**AIM**
Nothing but the lines from the one containing "Find every instance of the rocky riverbank" through the last line should be written out, please, exactly as they stand.

Data records:
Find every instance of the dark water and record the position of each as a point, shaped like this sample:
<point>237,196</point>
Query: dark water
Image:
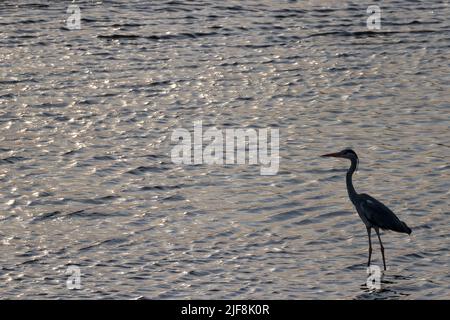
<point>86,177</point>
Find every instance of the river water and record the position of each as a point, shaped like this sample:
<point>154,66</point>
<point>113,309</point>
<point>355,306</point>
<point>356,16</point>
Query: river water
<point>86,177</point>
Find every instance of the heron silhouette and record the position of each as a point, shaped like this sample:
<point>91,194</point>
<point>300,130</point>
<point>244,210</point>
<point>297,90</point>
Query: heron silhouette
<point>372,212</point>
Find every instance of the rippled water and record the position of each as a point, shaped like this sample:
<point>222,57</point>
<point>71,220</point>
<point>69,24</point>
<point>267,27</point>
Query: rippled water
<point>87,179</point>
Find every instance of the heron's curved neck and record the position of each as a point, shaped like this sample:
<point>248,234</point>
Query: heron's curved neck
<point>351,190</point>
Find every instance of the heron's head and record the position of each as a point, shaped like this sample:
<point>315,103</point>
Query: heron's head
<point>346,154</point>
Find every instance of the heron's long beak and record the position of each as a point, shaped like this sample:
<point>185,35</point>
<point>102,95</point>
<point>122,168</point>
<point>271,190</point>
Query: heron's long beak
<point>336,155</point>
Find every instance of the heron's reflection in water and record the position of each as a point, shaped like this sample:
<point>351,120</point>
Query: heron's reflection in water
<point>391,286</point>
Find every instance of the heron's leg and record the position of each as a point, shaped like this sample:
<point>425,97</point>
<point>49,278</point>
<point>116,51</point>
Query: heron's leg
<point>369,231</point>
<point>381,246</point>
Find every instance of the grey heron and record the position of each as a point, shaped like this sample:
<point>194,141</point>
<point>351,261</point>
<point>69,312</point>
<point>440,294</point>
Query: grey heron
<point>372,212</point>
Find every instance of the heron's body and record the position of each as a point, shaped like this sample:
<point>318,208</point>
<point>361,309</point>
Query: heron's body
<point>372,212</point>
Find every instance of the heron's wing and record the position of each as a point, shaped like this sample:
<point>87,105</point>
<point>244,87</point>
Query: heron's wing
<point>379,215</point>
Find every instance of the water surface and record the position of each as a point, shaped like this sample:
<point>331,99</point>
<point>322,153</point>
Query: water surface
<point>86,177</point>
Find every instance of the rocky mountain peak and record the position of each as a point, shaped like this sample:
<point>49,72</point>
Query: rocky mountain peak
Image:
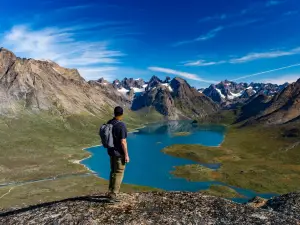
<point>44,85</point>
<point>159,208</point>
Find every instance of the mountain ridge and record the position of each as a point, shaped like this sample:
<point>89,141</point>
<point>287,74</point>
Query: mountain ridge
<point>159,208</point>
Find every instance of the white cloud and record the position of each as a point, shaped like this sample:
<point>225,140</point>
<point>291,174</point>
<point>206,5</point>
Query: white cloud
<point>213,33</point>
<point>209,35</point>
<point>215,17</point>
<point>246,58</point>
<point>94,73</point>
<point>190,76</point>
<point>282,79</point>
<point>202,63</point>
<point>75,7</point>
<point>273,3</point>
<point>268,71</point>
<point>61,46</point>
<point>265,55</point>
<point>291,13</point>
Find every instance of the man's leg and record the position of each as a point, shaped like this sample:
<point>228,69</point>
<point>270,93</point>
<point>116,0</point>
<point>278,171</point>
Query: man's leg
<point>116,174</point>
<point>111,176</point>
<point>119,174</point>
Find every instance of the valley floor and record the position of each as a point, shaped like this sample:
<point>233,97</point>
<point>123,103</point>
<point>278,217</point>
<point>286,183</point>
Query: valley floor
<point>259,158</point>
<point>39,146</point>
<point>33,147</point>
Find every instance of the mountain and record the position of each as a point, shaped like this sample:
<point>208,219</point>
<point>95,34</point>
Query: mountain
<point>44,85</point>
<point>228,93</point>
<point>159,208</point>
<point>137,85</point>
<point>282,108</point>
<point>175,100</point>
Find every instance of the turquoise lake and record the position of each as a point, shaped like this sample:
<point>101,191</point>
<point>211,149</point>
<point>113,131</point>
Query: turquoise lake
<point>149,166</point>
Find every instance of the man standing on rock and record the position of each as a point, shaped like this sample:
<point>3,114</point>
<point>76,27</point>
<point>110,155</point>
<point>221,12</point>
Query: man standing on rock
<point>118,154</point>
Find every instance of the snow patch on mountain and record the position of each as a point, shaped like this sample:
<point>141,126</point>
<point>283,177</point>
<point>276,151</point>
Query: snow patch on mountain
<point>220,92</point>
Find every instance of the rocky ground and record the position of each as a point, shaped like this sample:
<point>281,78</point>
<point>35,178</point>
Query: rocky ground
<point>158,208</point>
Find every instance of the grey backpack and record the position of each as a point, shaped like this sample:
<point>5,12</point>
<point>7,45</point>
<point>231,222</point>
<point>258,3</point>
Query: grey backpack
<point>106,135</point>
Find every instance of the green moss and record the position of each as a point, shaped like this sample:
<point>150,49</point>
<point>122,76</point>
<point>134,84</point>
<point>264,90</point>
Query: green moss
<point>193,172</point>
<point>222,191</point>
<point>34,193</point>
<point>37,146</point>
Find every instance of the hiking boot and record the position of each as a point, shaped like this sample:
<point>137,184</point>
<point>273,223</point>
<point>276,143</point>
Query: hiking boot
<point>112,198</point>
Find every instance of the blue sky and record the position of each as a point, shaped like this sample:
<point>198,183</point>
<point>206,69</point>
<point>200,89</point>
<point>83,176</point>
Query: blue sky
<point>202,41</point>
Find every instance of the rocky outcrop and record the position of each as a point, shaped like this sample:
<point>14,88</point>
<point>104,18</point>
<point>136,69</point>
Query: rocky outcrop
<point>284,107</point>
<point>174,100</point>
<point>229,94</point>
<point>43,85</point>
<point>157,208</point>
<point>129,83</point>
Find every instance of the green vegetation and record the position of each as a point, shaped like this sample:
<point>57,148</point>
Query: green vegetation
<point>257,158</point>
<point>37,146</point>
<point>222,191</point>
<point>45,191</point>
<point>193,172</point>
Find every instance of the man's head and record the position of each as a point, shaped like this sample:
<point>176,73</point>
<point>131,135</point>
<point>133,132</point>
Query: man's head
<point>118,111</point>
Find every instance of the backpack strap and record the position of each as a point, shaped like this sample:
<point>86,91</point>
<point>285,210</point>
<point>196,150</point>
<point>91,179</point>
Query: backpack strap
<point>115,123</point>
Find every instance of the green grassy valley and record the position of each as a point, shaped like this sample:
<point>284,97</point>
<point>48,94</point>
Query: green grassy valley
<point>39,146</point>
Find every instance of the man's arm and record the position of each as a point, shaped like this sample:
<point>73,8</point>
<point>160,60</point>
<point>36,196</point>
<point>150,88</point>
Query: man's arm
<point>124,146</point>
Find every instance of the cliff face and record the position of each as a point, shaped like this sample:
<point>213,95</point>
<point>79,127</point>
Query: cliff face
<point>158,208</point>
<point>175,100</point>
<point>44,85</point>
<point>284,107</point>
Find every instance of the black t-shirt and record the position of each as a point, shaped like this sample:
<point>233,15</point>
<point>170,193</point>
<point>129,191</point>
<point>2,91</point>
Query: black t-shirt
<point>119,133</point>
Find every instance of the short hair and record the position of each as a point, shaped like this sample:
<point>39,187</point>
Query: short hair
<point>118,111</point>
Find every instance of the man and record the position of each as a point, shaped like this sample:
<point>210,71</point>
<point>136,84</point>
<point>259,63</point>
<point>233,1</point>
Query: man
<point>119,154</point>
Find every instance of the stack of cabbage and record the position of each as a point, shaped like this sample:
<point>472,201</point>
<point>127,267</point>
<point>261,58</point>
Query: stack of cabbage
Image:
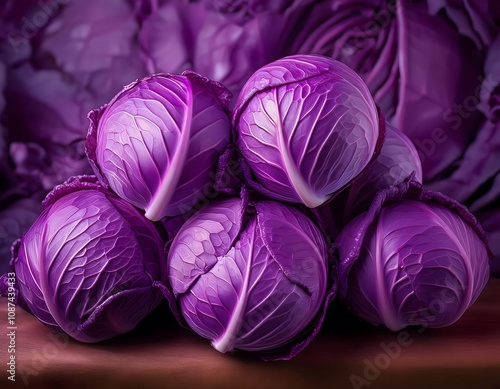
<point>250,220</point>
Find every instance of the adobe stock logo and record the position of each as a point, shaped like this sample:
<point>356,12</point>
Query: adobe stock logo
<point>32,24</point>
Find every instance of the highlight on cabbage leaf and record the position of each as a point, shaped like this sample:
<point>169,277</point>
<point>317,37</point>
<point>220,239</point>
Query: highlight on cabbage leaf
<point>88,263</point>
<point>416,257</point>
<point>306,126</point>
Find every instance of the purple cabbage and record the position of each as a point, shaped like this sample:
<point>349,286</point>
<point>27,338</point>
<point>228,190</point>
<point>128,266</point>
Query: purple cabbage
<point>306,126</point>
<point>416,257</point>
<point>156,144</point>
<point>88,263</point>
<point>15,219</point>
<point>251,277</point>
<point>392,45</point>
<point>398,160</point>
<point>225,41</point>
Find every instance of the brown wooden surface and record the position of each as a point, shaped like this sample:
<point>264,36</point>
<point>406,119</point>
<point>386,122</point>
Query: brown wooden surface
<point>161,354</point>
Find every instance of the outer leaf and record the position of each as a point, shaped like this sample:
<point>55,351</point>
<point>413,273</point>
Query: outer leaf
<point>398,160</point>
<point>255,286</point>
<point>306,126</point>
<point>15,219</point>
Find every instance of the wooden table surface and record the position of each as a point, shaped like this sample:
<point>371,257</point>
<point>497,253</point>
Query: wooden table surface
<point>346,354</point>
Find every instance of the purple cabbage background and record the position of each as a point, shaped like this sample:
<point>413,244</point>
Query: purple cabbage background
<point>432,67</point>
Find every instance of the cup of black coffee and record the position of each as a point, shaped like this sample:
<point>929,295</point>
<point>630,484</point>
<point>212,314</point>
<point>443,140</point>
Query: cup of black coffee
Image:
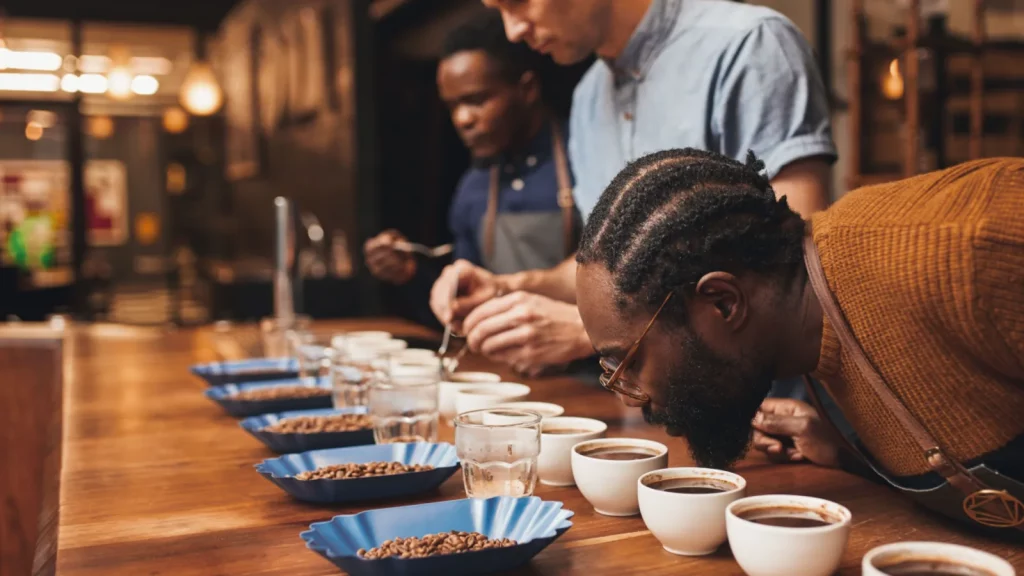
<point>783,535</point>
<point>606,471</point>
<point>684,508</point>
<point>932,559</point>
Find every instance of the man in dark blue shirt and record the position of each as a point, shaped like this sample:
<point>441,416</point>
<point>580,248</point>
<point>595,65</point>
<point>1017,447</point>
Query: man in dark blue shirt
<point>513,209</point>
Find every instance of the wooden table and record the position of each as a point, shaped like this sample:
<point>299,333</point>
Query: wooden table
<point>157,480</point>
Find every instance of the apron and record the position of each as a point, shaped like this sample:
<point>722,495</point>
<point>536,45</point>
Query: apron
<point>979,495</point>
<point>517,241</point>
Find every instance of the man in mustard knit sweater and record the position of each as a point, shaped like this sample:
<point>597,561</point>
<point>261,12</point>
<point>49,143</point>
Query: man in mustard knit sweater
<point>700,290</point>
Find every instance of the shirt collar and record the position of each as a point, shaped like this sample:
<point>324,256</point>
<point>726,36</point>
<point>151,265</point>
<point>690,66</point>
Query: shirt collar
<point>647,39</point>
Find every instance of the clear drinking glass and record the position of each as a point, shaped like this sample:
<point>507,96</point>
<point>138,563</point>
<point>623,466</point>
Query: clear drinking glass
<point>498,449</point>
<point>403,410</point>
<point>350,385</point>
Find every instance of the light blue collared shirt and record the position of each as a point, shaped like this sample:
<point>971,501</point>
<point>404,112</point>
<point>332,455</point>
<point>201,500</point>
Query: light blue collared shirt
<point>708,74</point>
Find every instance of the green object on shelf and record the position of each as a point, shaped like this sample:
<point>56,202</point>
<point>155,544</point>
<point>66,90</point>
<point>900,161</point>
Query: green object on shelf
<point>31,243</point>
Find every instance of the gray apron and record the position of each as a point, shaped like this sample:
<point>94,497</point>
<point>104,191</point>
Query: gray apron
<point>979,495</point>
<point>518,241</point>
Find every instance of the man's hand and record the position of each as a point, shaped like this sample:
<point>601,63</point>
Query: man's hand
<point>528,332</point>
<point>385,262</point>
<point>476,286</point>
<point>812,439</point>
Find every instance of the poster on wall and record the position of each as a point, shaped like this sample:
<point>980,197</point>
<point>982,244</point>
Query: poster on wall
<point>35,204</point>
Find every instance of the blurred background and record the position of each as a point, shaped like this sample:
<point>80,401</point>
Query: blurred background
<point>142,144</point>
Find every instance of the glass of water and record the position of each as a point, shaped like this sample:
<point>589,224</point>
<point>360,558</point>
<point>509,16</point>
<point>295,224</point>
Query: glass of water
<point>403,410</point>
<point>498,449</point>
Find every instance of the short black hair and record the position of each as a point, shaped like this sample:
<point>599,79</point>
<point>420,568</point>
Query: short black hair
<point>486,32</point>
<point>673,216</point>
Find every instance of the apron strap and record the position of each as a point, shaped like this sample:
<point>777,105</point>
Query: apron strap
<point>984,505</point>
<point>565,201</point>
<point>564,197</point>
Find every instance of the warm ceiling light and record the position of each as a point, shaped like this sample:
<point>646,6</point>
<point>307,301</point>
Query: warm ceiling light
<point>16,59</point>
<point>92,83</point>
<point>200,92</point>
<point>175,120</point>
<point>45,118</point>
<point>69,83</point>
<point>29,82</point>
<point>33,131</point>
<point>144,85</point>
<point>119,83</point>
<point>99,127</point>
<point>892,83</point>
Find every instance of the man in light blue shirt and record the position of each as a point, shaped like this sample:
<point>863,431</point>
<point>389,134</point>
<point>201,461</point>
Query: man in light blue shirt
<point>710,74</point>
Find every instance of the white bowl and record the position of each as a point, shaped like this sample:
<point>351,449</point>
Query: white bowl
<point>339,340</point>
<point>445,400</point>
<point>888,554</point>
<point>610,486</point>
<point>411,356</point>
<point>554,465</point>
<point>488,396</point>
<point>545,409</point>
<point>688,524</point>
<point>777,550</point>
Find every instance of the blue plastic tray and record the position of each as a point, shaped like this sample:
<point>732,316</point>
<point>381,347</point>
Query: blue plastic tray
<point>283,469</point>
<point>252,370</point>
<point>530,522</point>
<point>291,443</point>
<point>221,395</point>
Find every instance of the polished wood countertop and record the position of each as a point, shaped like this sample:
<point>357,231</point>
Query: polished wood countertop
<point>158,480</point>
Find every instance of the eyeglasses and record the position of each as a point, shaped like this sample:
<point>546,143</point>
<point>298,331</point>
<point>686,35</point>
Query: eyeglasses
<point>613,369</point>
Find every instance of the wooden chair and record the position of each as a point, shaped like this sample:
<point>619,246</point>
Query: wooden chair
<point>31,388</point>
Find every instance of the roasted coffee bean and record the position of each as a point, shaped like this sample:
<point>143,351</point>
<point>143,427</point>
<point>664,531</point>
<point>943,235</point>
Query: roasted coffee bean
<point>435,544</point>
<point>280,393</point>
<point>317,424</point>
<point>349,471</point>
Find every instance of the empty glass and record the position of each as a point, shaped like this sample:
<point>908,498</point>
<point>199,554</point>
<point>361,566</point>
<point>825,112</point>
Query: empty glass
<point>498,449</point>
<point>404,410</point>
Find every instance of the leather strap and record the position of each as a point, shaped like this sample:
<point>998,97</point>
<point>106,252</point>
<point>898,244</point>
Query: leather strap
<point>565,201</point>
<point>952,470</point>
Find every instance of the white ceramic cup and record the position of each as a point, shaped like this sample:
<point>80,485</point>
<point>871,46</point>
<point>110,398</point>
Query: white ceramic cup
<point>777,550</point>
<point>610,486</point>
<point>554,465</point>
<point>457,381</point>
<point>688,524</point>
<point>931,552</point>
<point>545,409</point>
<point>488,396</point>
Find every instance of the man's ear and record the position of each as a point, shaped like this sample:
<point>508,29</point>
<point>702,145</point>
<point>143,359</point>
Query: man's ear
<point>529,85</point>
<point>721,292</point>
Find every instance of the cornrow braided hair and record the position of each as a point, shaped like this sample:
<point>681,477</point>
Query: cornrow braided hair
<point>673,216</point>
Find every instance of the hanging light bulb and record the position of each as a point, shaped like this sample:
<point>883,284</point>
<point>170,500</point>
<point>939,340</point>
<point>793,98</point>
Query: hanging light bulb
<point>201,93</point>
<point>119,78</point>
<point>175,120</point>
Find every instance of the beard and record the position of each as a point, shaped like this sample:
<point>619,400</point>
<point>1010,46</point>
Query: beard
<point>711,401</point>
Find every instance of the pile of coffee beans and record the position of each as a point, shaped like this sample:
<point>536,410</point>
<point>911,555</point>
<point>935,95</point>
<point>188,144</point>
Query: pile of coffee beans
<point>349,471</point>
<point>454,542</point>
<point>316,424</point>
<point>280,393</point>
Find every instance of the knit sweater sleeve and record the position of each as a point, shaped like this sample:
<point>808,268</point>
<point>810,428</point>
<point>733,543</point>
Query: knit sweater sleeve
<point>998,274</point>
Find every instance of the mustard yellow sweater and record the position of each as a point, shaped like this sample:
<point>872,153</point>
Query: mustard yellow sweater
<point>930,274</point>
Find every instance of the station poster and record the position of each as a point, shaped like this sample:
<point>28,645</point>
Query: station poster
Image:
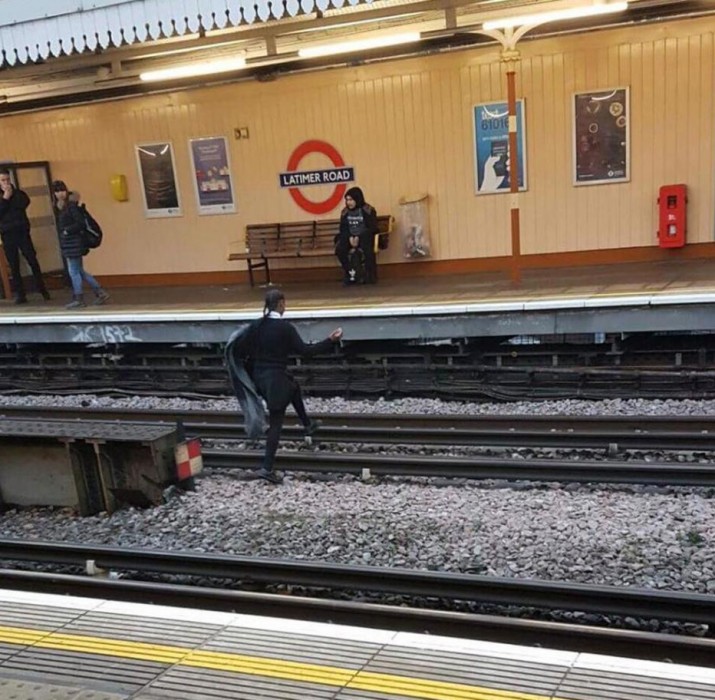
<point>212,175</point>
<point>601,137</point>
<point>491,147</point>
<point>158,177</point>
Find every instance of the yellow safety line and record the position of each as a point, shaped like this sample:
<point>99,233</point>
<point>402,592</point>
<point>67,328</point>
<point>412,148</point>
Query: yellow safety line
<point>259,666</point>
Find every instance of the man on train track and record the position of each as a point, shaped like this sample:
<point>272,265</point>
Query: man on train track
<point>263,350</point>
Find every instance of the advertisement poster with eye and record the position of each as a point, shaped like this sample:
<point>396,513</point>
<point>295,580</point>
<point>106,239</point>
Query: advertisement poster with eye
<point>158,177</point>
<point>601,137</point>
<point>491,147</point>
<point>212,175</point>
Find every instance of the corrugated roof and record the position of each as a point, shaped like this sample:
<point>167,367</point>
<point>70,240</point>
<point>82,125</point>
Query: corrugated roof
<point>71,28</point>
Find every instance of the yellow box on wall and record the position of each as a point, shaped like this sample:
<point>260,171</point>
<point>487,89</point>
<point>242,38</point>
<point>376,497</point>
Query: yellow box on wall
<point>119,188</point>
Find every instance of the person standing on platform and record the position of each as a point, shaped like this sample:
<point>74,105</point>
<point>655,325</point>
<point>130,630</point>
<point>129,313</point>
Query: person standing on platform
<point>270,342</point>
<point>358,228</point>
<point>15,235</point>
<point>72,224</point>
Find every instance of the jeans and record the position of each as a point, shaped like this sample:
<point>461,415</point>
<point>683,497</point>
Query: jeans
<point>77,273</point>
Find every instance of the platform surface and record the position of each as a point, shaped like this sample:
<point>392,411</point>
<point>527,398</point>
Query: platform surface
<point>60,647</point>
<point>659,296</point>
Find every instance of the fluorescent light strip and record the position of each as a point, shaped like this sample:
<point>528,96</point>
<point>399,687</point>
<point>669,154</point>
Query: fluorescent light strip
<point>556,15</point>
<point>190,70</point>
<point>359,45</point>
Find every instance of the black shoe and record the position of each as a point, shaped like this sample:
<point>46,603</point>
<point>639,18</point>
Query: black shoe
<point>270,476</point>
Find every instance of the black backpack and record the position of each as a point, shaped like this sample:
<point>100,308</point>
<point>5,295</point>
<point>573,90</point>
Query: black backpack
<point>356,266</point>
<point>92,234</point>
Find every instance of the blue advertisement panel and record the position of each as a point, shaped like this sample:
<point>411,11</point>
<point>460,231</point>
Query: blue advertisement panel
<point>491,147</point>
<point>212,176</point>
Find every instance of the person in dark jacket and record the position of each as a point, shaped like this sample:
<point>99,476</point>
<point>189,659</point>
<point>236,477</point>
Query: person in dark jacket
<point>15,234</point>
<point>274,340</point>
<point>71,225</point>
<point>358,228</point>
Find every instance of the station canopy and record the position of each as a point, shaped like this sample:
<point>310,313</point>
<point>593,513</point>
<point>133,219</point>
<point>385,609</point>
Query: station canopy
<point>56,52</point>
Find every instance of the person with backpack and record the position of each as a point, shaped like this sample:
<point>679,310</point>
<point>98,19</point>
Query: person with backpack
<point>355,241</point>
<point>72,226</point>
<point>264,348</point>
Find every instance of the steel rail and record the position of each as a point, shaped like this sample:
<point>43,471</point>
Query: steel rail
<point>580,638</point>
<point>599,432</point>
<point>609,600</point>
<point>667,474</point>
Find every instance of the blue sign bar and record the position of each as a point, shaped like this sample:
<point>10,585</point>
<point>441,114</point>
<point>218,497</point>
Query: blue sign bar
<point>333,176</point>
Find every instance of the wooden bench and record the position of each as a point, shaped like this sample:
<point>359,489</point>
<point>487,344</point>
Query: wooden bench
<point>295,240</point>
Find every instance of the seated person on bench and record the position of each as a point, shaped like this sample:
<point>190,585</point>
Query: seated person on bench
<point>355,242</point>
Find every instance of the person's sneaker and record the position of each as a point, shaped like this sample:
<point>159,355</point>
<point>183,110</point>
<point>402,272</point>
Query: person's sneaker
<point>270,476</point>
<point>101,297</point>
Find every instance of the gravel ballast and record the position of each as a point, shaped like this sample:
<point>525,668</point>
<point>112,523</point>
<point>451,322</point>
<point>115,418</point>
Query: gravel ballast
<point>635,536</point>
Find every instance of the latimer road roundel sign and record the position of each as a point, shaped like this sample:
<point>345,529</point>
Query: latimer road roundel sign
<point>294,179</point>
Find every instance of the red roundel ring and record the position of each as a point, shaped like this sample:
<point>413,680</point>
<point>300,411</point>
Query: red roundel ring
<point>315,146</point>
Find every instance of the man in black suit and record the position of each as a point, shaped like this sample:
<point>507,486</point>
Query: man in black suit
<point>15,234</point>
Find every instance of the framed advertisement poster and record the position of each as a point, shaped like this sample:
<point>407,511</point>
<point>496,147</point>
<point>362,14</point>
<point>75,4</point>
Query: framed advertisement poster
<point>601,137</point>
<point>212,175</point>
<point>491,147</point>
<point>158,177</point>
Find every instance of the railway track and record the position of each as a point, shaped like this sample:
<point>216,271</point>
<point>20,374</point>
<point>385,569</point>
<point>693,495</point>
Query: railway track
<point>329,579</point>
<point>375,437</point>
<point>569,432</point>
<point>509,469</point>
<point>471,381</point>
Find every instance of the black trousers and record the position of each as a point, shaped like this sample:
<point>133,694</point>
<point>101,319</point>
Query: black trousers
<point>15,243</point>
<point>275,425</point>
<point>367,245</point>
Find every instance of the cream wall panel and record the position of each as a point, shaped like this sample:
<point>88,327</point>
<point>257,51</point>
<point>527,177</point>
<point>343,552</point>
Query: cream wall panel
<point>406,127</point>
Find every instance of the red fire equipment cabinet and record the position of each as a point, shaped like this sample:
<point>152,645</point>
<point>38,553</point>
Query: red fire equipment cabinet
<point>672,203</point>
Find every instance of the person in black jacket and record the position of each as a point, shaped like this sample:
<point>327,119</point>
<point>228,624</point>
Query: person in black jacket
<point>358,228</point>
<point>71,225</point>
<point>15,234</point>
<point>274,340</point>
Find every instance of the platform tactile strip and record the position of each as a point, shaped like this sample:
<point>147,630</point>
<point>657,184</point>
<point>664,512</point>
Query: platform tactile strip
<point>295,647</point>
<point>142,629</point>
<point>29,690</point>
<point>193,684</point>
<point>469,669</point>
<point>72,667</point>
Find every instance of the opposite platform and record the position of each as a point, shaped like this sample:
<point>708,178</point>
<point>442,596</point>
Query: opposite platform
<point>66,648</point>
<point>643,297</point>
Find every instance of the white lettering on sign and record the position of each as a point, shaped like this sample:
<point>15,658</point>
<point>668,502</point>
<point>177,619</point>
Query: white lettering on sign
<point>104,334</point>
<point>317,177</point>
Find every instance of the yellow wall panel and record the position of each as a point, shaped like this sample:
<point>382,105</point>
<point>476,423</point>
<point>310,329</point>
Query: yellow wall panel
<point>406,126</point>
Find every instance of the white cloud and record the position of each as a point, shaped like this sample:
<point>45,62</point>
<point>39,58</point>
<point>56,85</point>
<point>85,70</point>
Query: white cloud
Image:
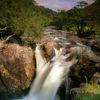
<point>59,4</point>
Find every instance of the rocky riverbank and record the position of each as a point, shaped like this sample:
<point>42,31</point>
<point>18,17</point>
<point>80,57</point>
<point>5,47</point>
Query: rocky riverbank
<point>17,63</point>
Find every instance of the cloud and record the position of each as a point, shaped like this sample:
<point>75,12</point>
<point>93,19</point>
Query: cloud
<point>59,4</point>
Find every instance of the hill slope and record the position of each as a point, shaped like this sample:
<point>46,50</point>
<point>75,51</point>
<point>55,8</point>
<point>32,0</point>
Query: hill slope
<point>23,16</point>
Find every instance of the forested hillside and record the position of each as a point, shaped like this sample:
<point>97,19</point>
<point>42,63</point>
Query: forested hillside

**OUTPUT FOR THIS EXERCISE**
Find every instance of the rocky riverbank and record the position of each as a point, shaped like this sample:
<point>42,31</point>
<point>18,17</point>
<point>80,57</point>
<point>5,47</point>
Query: rocky riverbank
<point>17,63</point>
Find every instance of the cloud and record the position of each as a point, shaped like this sample:
<point>75,12</point>
<point>93,19</point>
Query: cloud
<point>59,4</point>
Find every instance of the hill slope and record the position of each as a point, shaped like this sample:
<point>46,50</point>
<point>75,51</point>
<point>55,8</point>
<point>32,0</point>
Query: hill slope
<point>23,16</point>
Find every instance of the forested hillside and record the position of each as a point, shaped like this sample:
<point>97,19</point>
<point>42,63</point>
Query: forested hillside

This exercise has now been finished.